> [Exercise description]
How many lines in the records below contain the string "desert"? Case counts. Give only the number.

> [Source data]
##############################

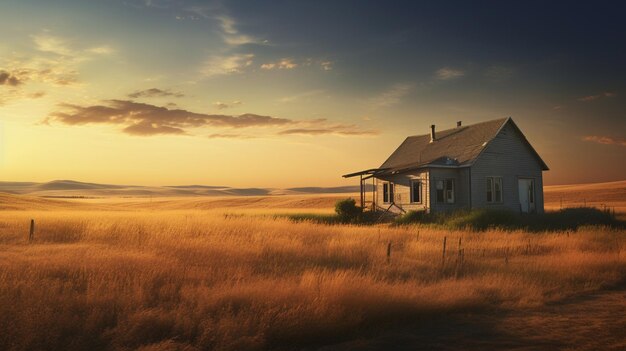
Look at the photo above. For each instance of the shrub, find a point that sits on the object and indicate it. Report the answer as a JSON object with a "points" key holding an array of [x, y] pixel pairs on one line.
{"points": [[413, 217], [347, 210]]}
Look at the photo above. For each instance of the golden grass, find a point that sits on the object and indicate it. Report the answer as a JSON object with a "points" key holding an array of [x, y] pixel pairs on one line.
{"points": [[196, 279]]}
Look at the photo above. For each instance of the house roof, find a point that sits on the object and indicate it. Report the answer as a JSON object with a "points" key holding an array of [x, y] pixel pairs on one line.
{"points": [[457, 147]]}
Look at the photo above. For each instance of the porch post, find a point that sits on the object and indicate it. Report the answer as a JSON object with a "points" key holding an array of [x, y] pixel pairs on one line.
{"points": [[361, 187]]}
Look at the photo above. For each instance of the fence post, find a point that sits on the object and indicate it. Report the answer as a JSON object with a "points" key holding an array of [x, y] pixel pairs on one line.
{"points": [[31, 233], [443, 257]]}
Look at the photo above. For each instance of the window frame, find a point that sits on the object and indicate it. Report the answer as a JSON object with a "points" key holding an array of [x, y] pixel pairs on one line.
{"points": [[388, 192], [451, 191], [491, 182], [419, 191], [445, 191]]}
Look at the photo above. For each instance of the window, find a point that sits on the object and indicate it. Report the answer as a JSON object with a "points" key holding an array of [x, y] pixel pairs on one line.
{"points": [[416, 191], [439, 188], [494, 189], [450, 191], [445, 191], [387, 192]]}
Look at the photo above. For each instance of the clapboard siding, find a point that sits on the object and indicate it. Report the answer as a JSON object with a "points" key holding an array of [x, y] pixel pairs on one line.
{"points": [[509, 157], [461, 188], [402, 193]]}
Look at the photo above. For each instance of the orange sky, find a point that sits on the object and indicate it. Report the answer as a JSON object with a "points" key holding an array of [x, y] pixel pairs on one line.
{"points": [[171, 93]]}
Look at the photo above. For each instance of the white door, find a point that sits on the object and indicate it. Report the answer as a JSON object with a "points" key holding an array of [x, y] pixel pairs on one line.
{"points": [[526, 195]]}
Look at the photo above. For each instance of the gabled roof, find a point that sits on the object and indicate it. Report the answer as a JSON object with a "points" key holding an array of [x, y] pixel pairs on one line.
{"points": [[457, 147]]}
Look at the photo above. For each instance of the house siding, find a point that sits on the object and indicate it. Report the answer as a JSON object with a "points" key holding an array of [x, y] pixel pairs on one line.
{"points": [[461, 188], [509, 157], [402, 191]]}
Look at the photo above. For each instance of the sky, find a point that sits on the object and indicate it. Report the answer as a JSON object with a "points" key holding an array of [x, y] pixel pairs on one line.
{"points": [[297, 93]]}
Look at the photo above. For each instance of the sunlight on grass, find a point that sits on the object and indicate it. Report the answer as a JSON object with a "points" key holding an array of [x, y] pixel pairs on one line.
{"points": [[207, 280]]}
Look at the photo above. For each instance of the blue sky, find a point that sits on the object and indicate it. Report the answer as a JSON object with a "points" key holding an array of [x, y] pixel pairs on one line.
{"points": [[327, 87]]}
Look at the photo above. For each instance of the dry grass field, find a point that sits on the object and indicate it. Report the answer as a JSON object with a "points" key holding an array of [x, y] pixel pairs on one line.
{"points": [[224, 274]]}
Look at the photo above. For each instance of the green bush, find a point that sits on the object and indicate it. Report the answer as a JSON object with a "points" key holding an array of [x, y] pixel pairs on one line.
{"points": [[482, 219], [347, 210], [414, 217]]}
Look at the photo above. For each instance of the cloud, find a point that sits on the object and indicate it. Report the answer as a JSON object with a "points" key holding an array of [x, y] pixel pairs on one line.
{"points": [[154, 92], [392, 96], [285, 63], [220, 65], [229, 136], [9, 79], [326, 65], [447, 73], [606, 140], [596, 97], [145, 119], [52, 44], [320, 127], [224, 105], [231, 35], [101, 50], [302, 96]]}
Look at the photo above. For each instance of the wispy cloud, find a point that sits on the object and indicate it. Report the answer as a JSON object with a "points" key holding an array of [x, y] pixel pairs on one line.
{"points": [[344, 130], [220, 65], [447, 73], [9, 79], [154, 92], [301, 96], [52, 44], [141, 119], [606, 140], [229, 136], [285, 63], [224, 105], [596, 97], [231, 34], [101, 50], [146, 119], [391, 96], [326, 65]]}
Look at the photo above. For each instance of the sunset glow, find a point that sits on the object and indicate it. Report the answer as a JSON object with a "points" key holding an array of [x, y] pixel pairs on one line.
{"points": [[274, 94]]}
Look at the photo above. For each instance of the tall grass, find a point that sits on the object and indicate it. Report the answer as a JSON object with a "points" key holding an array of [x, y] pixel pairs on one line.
{"points": [[192, 280]]}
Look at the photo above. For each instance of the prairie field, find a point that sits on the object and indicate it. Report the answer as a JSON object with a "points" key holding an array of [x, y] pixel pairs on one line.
{"points": [[227, 274]]}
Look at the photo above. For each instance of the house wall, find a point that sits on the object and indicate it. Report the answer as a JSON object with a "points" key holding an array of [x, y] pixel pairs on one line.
{"points": [[509, 157], [461, 188], [402, 193]]}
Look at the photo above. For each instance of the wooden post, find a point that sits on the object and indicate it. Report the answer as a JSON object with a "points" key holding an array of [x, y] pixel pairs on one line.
{"points": [[361, 187], [506, 255], [443, 257], [31, 234]]}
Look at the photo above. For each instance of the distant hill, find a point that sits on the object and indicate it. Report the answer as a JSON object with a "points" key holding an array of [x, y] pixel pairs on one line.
{"points": [[75, 189]]}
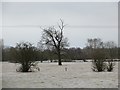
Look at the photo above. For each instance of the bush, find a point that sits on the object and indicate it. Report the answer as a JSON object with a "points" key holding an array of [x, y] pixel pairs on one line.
{"points": [[26, 55], [98, 62]]}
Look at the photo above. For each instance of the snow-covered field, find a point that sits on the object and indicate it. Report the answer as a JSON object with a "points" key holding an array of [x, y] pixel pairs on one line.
{"points": [[78, 75]]}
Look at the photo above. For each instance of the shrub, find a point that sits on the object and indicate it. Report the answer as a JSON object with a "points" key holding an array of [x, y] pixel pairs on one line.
{"points": [[26, 55], [98, 62]]}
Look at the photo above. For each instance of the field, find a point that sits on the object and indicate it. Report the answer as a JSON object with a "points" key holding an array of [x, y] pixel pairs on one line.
{"points": [[78, 75]]}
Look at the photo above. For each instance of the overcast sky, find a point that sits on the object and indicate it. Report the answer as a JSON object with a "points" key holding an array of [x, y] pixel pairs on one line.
{"points": [[21, 21]]}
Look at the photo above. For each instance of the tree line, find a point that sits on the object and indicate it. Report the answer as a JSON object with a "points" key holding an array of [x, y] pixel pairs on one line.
{"points": [[54, 47]]}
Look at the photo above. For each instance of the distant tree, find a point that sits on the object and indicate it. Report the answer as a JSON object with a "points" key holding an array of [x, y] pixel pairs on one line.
{"points": [[54, 38], [25, 54], [97, 54]]}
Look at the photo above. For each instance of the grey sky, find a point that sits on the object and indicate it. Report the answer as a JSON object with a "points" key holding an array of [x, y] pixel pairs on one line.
{"points": [[21, 21]]}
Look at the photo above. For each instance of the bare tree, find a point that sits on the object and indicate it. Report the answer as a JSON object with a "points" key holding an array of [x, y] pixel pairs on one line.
{"points": [[53, 38]]}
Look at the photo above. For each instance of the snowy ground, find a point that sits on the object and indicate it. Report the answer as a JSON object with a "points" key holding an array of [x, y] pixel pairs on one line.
{"points": [[78, 75]]}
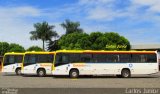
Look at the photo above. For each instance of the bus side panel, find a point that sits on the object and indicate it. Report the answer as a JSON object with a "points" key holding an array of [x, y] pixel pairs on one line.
{"points": [[29, 69], [144, 68], [9, 68]]}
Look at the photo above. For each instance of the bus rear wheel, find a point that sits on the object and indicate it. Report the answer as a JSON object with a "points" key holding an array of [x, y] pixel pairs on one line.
{"points": [[41, 72], [18, 71], [126, 73], [74, 73]]}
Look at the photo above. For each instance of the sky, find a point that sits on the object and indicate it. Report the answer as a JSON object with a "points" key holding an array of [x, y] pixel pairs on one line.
{"points": [[137, 20]]}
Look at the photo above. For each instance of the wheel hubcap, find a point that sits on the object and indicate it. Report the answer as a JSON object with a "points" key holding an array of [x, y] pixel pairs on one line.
{"points": [[74, 74], [126, 74], [19, 71], [41, 73]]}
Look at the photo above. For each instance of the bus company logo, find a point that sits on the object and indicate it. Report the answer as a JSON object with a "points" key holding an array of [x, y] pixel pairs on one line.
{"points": [[116, 46], [9, 91], [78, 65], [130, 65]]}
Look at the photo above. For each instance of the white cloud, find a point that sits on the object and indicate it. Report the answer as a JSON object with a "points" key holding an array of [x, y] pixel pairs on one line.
{"points": [[14, 27], [154, 5]]}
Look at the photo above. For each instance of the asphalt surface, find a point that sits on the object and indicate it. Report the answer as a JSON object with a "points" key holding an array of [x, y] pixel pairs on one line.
{"points": [[143, 81]]}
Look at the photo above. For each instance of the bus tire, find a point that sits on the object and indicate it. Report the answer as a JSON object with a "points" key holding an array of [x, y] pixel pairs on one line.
{"points": [[119, 76], [18, 71], [74, 73], [126, 73], [41, 72]]}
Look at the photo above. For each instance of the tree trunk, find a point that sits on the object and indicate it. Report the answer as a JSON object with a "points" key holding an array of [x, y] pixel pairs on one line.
{"points": [[43, 45]]}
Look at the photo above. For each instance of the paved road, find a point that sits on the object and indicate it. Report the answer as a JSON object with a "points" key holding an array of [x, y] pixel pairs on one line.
{"points": [[145, 81]]}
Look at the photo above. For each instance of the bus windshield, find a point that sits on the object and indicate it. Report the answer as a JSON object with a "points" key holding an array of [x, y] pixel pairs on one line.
{"points": [[11, 59]]}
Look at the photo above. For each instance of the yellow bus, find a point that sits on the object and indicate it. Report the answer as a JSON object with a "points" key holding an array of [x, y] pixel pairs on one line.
{"points": [[119, 63], [38, 63], [12, 63]]}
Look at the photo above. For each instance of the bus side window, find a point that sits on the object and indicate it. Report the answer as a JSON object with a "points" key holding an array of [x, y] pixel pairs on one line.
{"points": [[11, 59], [62, 58], [86, 57]]}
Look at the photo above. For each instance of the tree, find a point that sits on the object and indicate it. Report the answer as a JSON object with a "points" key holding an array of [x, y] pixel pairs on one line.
{"points": [[71, 27], [94, 41], [4, 47], [74, 41], [16, 48], [53, 45], [43, 31], [34, 48]]}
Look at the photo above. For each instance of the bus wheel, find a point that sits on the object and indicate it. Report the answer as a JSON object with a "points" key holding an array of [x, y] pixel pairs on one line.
{"points": [[41, 72], [18, 71], [119, 76], [126, 73], [74, 73]]}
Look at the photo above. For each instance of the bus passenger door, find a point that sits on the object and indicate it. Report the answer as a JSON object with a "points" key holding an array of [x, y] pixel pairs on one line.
{"points": [[61, 64]]}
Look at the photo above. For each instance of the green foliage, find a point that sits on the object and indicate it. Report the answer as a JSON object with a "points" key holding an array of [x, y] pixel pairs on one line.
{"points": [[34, 48], [94, 41], [53, 45], [16, 48], [43, 31], [4, 47], [75, 41], [71, 27]]}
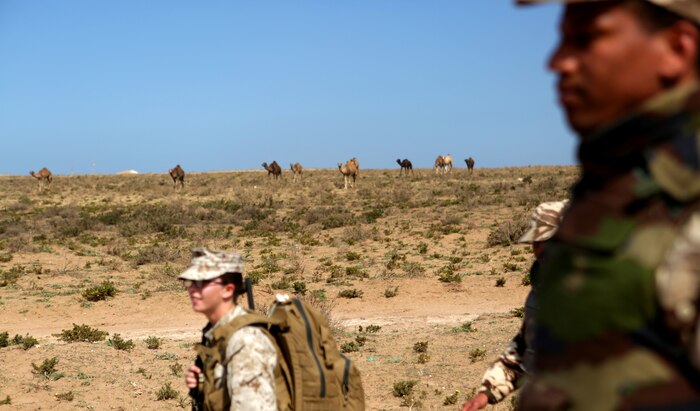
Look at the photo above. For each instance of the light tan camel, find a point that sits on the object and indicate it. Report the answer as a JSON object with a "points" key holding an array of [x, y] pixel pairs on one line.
{"points": [[297, 169], [178, 175], [44, 176], [357, 164], [439, 165], [470, 164], [350, 170], [405, 166], [273, 170]]}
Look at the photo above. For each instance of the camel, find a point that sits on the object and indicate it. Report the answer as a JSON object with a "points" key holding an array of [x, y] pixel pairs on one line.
{"points": [[439, 165], [357, 165], [297, 170], [470, 164], [405, 166], [273, 170], [44, 176], [178, 175], [351, 169]]}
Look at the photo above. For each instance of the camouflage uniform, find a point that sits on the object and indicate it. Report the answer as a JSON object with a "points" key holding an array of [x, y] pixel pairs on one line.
{"points": [[620, 290], [251, 358], [250, 371], [509, 371]]}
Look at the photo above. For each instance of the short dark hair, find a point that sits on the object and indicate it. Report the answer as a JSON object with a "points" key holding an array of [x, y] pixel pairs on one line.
{"points": [[655, 18], [237, 280]]}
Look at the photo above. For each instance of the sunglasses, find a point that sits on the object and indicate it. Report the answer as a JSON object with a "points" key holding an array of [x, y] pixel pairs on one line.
{"points": [[199, 284]]}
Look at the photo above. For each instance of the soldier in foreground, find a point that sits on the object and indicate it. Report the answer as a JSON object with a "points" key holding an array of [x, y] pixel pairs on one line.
{"points": [[509, 371], [617, 327], [214, 282]]}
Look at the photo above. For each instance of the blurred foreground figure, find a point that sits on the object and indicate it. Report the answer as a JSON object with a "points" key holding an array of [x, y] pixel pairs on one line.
{"points": [[509, 371], [619, 293]]}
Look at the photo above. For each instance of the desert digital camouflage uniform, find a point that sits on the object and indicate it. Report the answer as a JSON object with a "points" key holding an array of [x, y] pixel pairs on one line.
{"points": [[247, 371], [250, 366], [617, 326], [509, 371]]}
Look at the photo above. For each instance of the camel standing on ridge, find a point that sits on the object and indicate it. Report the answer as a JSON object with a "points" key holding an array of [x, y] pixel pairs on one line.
{"points": [[357, 164], [178, 176], [297, 170], [470, 164], [44, 176], [273, 169], [351, 169], [405, 166], [439, 165]]}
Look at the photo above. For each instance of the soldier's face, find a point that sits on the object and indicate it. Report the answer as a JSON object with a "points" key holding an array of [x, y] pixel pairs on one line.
{"points": [[207, 298], [607, 63]]}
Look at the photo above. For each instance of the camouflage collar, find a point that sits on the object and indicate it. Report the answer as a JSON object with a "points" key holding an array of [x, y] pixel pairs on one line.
{"points": [[658, 143]]}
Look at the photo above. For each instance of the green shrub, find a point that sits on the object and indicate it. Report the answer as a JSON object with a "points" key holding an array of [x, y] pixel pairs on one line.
{"points": [[404, 388], [120, 344], [349, 347], [464, 328], [153, 343], [354, 293], [450, 277], [352, 256], [508, 232], [65, 396], [100, 292], [47, 369], [451, 399], [167, 392], [420, 346], [518, 312], [25, 342], [477, 354], [390, 293], [83, 333]]}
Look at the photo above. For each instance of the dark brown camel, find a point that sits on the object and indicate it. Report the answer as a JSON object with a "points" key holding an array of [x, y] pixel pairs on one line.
{"points": [[178, 176], [470, 164], [273, 169], [405, 166], [44, 176]]}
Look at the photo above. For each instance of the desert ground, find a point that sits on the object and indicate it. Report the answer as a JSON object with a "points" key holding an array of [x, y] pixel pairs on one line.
{"points": [[420, 276]]}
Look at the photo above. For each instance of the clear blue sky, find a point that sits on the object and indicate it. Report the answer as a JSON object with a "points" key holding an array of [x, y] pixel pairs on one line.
{"points": [[103, 86]]}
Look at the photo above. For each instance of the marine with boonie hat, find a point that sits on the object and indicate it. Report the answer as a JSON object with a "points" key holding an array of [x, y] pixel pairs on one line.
{"points": [[245, 378], [619, 294], [508, 373]]}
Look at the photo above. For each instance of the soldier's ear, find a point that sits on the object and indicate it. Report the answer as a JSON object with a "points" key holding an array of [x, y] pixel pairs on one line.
{"points": [[680, 58], [228, 291]]}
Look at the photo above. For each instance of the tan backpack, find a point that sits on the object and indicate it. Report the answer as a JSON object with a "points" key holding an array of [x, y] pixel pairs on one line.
{"points": [[311, 374]]}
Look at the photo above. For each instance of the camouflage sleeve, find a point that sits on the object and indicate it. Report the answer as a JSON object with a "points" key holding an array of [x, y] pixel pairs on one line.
{"points": [[251, 371], [504, 375], [678, 288]]}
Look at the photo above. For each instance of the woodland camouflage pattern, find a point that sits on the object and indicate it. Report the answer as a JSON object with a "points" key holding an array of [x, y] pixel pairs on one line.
{"points": [[250, 362], [620, 280], [508, 372]]}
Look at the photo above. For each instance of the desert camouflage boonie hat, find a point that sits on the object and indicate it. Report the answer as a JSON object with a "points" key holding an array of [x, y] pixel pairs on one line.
{"points": [[210, 264], [545, 221], [689, 9]]}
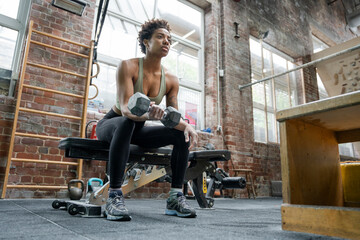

##############################

> [Full solution]
3